*Given exercise*: Identify each line of the listing containing the word "building" and copy those lines.

[Position annotation records]
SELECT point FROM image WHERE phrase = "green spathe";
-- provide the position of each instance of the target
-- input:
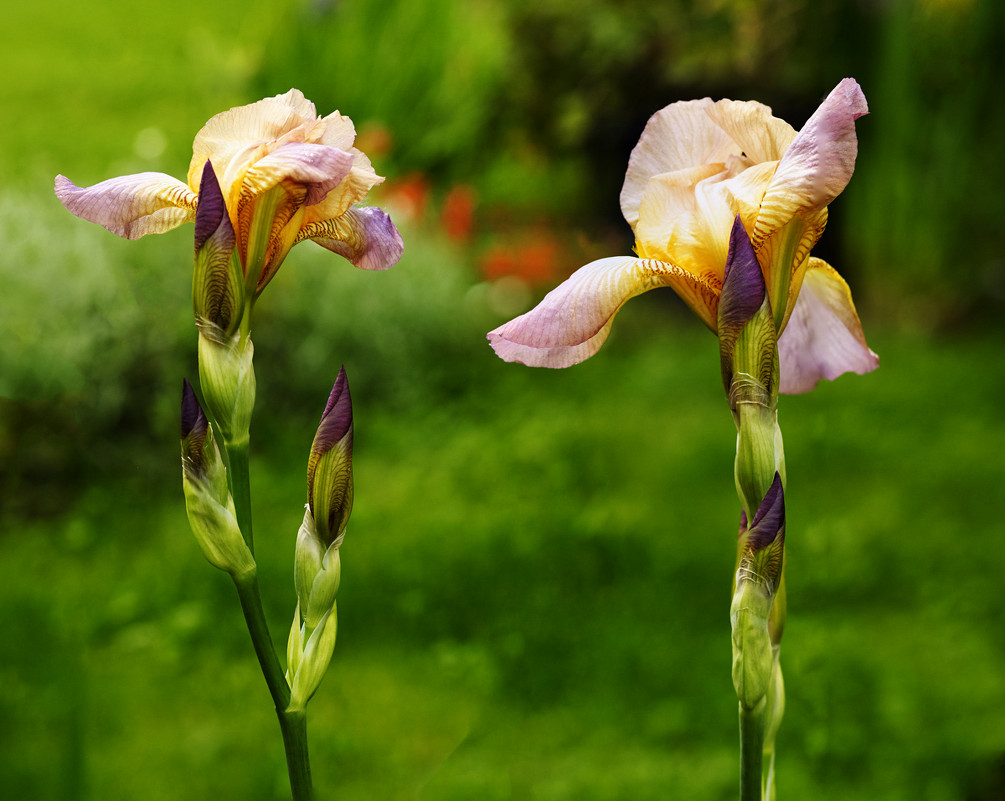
(226, 374)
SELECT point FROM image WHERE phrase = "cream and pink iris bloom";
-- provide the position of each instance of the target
(697, 165)
(286, 175)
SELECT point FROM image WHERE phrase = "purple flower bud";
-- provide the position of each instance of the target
(330, 468)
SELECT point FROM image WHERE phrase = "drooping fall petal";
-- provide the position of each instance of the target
(364, 234)
(823, 338)
(131, 206)
(573, 321)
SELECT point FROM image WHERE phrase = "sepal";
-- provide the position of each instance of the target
(226, 373)
(208, 503)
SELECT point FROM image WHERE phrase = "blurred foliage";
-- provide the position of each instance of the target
(528, 610)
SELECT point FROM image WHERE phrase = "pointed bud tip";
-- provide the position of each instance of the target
(742, 278)
(210, 208)
(769, 522)
(340, 404)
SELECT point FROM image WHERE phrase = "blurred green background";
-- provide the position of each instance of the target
(536, 577)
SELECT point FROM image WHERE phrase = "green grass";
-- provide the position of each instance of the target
(535, 599)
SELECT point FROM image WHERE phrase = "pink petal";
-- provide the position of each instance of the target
(574, 320)
(823, 338)
(365, 235)
(131, 206)
(318, 167)
(819, 162)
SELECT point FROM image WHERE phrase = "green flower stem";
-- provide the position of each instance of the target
(294, 738)
(292, 724)
(240, 486)
(751, 752)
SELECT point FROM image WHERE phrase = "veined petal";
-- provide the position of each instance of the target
(669, 221)
(131, 206)
(364, 234)
(353, 189)
(675, 138)
(317, 167)
(573, 321)
(818, 164)
(824, 336)
(752, 127)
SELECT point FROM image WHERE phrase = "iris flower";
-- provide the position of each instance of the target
(285, 174)
(697, 165)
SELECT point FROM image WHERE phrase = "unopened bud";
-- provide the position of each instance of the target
(758, 578)
(330, 467)
(226, 372)
(217, 281)
(208, 503)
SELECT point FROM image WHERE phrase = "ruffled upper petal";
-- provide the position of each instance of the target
(365, 235)
(762, 137)
(678, 137)
(573, 321)
(824, 337)
(818, 164)
(131, 206)
(228, 135)
(319, 168)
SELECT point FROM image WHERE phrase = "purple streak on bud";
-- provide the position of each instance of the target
(195, 429)
(330, 481)
(769, 522)
(211, 208)
(743, 284)
(193, 417)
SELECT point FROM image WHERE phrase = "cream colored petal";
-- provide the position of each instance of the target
(675, 138)
(229, 134)
(670, 225)
(719, 200)
(339, 132)
(131, 205)
(317, 167)
(573, 321)
(818, 164)
(750, 124)
(824, 337)
(365, 235)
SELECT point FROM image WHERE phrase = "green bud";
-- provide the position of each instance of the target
(758, 579)
(226, 373)
(312, 663)
(208, 503)
(317, 573)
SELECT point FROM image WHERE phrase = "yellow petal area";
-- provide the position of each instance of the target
(762, 137)
(573, 321)
(131, 206)
(679, 137)
(824, 336)
(685, 218)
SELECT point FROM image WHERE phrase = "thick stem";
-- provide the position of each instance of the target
(292, 724)
(240, 487)
(294, 738)
(751, 752)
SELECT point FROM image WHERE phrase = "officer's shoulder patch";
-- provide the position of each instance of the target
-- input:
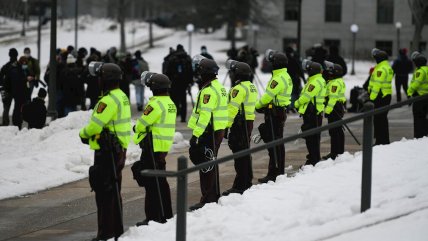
(207, 98)
(101, 107)
(273, 84)
(148, 110)
(235, 93)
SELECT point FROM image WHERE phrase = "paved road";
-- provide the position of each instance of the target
(68, 212)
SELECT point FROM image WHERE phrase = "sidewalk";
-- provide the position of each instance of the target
(68, 212)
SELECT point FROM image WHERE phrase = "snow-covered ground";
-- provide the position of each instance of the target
(34, 160)
(319, 203)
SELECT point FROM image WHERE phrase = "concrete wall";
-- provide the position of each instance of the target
(316, 30)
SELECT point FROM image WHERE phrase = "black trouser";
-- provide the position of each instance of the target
(276, 167)
(238, 142)
(312, 120)
(209, 178)
(420, 124)
(380, 121)
(337, 137)
(17, 111)
(401, 80)
(152, 205)
(178, 96)
(108, 215)
(7, 102)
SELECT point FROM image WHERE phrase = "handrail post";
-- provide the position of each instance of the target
(366, 183)
(181, 200)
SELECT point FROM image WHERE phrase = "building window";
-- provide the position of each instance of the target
(385, 46)
(385, 11)
(333, 10)
(331, 42)
(291, 10)
(289, 42)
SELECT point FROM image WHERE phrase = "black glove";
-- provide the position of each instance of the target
(84, 140)
(193, 141)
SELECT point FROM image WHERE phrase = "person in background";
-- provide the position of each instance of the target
(139, 66)
(33, 76)
(204, 52)
(14, 88)
(402, 67)
(380, 91)
(335, 58)
(419, 86)
(34, 113)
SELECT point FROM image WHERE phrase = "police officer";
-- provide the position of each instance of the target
(311, 105)
(273, 104)
(380, 91)
(334, 109)
(154, 132)
(110, 118)
(208, 122)
(419, 86)
(241, 106)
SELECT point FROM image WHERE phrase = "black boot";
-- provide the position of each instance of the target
(267, 178)
(330, 155)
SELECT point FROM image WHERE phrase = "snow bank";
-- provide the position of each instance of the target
(318, 203)
(34, 160)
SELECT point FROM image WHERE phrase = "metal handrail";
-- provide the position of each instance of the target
(367, 116)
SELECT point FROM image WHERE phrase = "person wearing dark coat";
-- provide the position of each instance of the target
(402, 67)
(204, 52)
(13, 82)
(34, 113)
(295, 71)
(335, 58)
(72, 86)
(180, 73)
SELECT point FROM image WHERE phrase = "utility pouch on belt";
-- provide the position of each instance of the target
(237, 140)
(264, 133)
(136, 168)
(201, 152)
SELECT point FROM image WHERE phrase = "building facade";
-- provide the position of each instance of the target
(329, 22)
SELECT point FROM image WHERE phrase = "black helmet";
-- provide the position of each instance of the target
(311, 67)
(202, 65)
(155, 81)
(111, 72)
(239, 70)
(379, 55)
(278, 59)
(418, 59)
(337, 71)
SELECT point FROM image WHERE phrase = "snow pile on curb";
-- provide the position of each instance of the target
(318, 203)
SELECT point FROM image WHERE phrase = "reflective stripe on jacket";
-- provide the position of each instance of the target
(278, 90)
(112, 112)
(314, 89)
(159, 118)
(335, 91)
(212, 101)
(245, 92)
(380, 80)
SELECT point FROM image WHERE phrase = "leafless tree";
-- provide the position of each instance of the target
(419, 10)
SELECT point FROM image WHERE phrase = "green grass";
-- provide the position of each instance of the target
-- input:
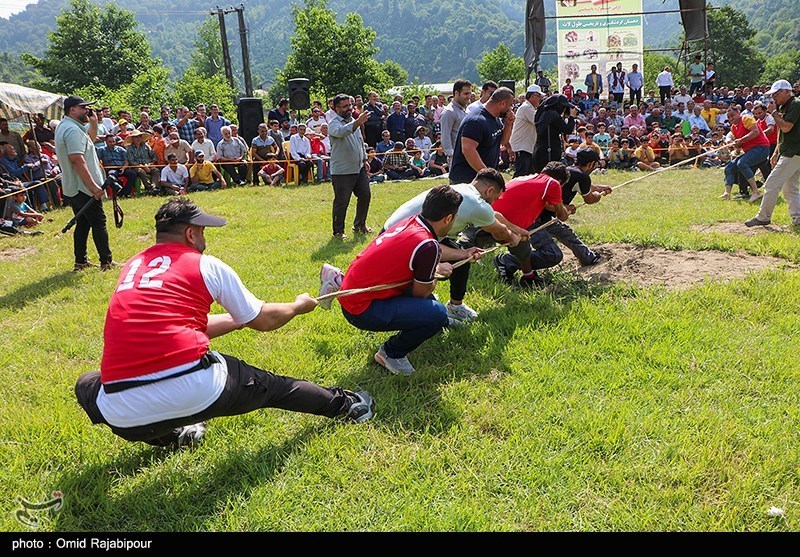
(583, 408)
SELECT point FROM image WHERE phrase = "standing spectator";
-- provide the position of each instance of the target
(543, 82)
(480, 136)
(635, 81)
(593, 83)
(785, 175)
(696, 74)
(523, 133)
(347, 166)
(453, 115)
(665, 84)
(555, 118)
(82, 180)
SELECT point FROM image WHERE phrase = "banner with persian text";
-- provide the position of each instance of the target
(601, 32)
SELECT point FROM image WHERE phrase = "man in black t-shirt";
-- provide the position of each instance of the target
(546, 253)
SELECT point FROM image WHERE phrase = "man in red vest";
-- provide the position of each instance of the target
(407, 254)
(158, 381)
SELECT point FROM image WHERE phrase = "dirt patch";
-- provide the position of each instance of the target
(675, 270)
(739, 228)
(15, 254)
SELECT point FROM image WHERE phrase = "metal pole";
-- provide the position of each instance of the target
(226, 55)
(248, 80)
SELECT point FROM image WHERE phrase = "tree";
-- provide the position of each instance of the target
(207, 55)
(338, 60)
(732, 49)
(500, 64)
(93, 47)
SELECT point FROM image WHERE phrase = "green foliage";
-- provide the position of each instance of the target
(192, 89)
(782, 66)
(91, 46)
(501, 64)
(732, 48)
(207, 57)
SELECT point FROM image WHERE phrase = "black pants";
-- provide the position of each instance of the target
(93, 219)
(345, 185)
(523, 164)
(247, 388)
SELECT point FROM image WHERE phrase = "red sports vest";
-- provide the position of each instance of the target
(158, 315)
(385, 261)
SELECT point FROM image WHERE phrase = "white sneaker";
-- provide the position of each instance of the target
(461, 312)
(398, 366)
(330, 281)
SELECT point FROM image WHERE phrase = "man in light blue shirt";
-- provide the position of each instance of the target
(348, 171)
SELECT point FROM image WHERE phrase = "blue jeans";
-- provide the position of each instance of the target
(417, 319)
(745, 164)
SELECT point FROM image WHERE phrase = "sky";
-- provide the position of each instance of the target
(11, 7)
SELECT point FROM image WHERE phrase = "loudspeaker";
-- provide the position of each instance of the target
(251, 114)
(299, 98)
(510, 83)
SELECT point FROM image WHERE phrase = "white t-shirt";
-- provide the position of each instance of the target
(473, 211)
(177, 176)
(194, 392)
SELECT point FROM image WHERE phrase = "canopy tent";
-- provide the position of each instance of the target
(17, 101)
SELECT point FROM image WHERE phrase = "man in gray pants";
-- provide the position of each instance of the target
(348, 171)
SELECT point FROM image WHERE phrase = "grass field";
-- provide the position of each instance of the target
(580, 408)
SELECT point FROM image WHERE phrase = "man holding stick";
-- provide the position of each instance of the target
(161, 388)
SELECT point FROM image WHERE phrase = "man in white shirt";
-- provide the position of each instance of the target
(523, 133)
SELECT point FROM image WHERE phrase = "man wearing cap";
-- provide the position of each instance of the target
(785, 175)
(143, 159)
(202, 174)
(158, 381)
(81, 180)
(523, 134)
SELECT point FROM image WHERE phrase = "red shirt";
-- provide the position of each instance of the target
(391, 257)
(525, 198)
(160, 307)
(740, 130)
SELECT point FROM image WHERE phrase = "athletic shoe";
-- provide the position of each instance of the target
(189, 435)
(461, 312)
(531, 282)
(362, 406)
(330, 278)
(755, 222)
(398, 366)
(502, 270)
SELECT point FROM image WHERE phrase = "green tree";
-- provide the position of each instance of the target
(732, 48)
(93, 46)
(500, 64)
(782, 66)
(337, 59)
(207, 55)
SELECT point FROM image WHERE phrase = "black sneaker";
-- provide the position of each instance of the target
(362, 407)
(502, 270)
(531, 282)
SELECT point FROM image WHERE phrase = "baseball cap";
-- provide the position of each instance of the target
(196, 217)
(73, 100)
(779, 85)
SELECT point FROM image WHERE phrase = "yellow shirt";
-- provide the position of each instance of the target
(204, 172)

*Solution*:
SELECT point FROM image WHERE phrase = "building window";
SELECT point FROM image WHERE phrase = "building facade";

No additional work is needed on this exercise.